■ Stated task ■
Copy the stretch from the line containing "-- sample [380,137]." through the end of the records, swapping "grass" for "turf" and leaving everything else as it is.
====
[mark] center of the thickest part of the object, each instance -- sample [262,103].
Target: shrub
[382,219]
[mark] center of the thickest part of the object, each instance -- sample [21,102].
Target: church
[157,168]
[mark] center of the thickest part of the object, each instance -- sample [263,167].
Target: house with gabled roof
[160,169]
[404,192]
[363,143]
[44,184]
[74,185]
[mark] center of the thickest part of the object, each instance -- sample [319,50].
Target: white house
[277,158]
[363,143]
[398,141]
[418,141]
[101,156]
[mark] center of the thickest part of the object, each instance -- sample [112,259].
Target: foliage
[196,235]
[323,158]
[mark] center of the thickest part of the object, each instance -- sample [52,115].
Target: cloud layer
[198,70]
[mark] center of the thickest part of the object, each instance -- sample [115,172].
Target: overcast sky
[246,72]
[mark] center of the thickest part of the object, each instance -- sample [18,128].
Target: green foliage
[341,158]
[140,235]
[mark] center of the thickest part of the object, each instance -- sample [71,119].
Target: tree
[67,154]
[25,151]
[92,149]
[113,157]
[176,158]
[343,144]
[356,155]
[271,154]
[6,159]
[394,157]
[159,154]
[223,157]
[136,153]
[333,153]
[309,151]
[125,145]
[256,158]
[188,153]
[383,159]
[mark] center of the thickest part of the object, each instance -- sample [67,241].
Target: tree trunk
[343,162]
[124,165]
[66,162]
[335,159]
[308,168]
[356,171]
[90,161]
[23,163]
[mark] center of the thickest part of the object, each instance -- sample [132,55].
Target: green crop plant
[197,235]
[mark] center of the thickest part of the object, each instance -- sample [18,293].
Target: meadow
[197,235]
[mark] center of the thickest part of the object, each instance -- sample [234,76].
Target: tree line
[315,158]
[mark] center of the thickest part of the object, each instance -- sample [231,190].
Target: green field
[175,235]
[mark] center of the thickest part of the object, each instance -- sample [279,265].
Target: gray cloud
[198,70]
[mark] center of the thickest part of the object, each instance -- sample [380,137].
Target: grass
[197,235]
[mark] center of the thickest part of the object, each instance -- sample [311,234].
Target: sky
====
■ Correct output ■
[mark] center of the thickest part of the object, each instance -- sample [380,137].
Target: turf
[197,235]
[mark] center of the thickest part of the object, each instance -- sample [311,234].
Target: sky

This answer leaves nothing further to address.